Exercise goal
Every line of the material that mentions the word "girl" should be copied out.

(Available records Opens)

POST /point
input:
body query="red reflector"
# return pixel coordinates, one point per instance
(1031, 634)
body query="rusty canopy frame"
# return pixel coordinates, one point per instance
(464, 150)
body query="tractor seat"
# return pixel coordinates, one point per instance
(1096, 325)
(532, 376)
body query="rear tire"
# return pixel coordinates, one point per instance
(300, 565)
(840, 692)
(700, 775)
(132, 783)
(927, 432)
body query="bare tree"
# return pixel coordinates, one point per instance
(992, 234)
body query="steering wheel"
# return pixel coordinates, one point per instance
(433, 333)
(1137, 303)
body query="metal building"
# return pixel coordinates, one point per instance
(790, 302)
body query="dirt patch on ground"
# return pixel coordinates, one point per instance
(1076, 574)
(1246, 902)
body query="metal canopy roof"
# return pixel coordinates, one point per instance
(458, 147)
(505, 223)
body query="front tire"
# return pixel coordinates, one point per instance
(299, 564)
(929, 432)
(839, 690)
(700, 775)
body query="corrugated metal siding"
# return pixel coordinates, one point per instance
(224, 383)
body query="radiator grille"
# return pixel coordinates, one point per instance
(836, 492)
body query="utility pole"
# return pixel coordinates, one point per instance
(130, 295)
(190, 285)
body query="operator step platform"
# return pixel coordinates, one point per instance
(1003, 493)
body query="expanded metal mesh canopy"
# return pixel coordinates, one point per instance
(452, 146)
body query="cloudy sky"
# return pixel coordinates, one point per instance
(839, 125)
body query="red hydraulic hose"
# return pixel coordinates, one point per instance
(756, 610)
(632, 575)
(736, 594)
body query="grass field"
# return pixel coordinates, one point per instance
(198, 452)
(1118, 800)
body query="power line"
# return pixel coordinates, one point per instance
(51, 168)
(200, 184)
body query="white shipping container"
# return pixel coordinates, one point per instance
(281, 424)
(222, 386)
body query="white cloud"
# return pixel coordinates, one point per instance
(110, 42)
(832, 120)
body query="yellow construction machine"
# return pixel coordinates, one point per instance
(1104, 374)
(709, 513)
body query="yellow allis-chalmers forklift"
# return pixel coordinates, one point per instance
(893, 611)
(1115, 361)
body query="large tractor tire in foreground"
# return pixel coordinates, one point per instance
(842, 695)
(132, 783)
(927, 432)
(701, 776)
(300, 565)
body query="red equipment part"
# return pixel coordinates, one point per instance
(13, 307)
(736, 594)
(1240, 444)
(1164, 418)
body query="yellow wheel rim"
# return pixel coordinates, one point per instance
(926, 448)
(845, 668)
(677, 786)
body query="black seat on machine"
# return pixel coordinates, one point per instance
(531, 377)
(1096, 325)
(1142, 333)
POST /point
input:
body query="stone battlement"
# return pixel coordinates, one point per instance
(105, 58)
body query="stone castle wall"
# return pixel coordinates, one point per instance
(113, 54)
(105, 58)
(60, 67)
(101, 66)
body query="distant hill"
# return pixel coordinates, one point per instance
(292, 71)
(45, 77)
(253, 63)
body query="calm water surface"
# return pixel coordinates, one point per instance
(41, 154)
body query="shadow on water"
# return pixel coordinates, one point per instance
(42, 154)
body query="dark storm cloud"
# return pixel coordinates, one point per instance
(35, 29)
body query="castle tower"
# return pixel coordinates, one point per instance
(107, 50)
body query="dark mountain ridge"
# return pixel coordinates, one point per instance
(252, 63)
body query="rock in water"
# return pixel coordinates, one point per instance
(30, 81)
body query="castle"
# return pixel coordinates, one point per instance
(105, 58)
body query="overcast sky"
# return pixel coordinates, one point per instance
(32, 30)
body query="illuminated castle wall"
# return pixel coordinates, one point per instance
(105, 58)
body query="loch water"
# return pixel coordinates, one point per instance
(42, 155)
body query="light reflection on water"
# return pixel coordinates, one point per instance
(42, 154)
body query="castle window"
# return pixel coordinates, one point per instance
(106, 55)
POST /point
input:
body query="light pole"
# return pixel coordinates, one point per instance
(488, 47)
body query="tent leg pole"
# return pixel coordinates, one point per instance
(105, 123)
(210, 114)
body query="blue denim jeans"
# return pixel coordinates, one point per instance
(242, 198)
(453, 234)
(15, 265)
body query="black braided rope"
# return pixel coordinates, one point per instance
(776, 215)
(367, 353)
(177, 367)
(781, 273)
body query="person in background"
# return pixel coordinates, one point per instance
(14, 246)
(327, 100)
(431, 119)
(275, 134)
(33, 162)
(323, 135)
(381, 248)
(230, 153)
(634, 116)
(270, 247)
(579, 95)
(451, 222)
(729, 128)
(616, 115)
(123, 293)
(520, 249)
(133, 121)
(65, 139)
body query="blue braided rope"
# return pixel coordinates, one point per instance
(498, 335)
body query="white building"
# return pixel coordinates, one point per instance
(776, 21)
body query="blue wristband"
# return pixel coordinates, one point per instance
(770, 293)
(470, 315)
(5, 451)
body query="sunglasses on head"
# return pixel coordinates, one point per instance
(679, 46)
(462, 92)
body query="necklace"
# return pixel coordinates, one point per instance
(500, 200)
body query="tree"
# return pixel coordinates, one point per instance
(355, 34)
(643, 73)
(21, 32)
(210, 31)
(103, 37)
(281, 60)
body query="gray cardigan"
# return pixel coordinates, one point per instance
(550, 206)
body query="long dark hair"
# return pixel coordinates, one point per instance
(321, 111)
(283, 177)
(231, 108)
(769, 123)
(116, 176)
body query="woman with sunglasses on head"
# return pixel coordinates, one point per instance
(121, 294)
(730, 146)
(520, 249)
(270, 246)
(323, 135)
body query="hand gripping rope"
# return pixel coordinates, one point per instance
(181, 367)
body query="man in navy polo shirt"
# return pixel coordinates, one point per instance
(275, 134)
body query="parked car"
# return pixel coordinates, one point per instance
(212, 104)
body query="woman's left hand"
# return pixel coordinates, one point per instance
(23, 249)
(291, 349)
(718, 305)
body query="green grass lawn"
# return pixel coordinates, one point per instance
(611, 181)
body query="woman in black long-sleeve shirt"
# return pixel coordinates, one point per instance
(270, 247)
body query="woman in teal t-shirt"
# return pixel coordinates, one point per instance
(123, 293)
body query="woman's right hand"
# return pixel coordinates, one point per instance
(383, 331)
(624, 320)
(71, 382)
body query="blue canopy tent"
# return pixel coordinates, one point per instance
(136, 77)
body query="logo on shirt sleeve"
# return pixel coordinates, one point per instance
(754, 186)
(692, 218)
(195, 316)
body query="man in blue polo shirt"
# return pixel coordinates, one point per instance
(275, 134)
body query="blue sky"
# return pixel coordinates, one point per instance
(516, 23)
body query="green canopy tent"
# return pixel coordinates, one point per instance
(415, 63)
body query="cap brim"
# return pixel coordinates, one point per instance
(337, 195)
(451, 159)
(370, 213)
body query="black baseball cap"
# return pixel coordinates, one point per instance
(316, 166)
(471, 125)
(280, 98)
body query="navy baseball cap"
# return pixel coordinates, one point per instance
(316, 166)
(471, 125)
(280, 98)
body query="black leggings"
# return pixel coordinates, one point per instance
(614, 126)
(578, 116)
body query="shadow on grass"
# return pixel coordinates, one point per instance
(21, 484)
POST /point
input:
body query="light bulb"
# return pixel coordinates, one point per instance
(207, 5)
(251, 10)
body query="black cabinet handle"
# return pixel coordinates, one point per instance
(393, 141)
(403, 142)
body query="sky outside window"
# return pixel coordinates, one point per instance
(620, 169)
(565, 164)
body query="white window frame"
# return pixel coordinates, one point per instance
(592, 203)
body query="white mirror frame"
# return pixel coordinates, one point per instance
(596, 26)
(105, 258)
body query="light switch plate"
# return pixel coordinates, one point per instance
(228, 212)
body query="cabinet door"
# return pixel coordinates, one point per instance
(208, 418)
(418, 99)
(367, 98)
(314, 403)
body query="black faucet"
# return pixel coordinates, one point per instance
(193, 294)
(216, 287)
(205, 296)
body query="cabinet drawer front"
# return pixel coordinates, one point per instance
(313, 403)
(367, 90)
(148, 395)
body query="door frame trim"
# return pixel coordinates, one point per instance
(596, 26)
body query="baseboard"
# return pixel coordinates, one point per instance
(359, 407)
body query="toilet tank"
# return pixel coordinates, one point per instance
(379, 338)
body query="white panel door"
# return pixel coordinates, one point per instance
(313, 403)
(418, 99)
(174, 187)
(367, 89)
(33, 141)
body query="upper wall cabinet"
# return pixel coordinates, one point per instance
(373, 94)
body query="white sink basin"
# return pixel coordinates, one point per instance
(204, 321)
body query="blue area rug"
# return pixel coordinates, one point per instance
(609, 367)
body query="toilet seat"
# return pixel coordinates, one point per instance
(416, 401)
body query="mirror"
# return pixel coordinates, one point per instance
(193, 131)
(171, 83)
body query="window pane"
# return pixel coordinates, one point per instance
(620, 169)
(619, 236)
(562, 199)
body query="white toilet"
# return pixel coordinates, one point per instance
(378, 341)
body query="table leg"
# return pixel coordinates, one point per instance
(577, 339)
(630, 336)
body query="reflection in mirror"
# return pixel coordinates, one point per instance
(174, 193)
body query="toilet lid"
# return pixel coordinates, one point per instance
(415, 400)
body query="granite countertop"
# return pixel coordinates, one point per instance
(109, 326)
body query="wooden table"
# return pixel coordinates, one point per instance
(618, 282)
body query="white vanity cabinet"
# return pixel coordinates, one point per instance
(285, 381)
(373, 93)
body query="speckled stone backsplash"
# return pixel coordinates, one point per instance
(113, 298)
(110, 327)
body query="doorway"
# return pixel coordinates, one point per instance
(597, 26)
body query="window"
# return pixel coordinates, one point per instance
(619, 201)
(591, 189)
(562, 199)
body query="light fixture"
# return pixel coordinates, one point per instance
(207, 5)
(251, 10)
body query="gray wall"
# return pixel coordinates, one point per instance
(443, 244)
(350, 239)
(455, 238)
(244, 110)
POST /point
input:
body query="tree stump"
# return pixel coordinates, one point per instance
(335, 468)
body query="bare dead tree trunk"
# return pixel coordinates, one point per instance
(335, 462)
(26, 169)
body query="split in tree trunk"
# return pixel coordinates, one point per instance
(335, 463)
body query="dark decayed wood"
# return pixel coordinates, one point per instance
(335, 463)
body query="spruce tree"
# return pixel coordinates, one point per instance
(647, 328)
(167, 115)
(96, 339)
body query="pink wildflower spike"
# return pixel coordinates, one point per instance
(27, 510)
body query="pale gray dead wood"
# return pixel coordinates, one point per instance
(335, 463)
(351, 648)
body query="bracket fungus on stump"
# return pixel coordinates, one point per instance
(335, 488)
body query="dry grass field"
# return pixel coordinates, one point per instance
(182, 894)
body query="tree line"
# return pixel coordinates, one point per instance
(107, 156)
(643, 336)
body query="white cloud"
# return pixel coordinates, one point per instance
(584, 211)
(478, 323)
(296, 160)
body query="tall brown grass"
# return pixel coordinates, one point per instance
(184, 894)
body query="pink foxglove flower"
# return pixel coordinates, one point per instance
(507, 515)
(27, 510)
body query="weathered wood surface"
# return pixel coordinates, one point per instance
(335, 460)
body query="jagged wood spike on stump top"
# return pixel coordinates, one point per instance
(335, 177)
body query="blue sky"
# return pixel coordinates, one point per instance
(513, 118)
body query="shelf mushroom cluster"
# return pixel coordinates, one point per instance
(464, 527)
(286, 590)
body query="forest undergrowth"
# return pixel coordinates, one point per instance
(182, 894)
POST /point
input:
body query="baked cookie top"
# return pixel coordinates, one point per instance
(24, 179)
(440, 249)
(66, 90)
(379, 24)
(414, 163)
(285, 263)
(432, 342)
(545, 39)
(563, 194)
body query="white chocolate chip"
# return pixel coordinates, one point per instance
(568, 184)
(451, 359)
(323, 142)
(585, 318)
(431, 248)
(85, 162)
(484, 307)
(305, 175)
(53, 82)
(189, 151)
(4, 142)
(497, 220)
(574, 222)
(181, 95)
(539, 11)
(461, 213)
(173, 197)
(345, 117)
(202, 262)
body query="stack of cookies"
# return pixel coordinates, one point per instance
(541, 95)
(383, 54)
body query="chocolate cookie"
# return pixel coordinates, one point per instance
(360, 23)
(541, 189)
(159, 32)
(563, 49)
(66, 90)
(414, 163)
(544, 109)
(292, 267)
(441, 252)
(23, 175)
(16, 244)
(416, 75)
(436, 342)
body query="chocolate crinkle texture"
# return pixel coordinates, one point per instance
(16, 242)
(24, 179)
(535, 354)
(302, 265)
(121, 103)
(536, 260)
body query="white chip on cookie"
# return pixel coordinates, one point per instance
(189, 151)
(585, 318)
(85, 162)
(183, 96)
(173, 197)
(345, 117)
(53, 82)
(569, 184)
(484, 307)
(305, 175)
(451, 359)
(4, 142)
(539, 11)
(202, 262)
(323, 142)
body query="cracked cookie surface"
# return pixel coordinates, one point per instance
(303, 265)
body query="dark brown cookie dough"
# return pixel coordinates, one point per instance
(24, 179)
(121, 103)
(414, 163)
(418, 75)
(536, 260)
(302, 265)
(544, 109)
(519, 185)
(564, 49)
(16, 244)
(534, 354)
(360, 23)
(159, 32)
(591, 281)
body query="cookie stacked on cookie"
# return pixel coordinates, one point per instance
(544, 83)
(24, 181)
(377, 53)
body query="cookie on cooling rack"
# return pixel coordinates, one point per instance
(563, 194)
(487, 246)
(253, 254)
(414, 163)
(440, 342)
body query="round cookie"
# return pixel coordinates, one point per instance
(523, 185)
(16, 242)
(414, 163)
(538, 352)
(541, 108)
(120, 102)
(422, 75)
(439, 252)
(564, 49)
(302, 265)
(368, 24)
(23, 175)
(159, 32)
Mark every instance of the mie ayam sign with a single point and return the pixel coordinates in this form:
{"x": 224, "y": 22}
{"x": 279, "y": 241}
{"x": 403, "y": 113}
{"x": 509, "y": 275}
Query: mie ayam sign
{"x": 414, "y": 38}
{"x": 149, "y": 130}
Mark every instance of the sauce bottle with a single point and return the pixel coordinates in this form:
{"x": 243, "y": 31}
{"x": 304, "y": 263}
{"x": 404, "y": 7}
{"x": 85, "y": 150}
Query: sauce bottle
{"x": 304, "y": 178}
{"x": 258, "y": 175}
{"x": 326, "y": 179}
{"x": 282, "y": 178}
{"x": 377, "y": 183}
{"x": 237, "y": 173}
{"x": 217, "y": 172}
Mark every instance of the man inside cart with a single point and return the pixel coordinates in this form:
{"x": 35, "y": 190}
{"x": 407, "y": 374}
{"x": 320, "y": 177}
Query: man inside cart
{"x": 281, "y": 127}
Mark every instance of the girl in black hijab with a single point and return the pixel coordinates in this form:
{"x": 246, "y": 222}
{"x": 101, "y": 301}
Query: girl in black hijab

(Available records Closes)

Answer for this exercise
Mark every instance of the girl in black hijab with a single point and return the pixel coordinates in this form:
Query: girl in black hijab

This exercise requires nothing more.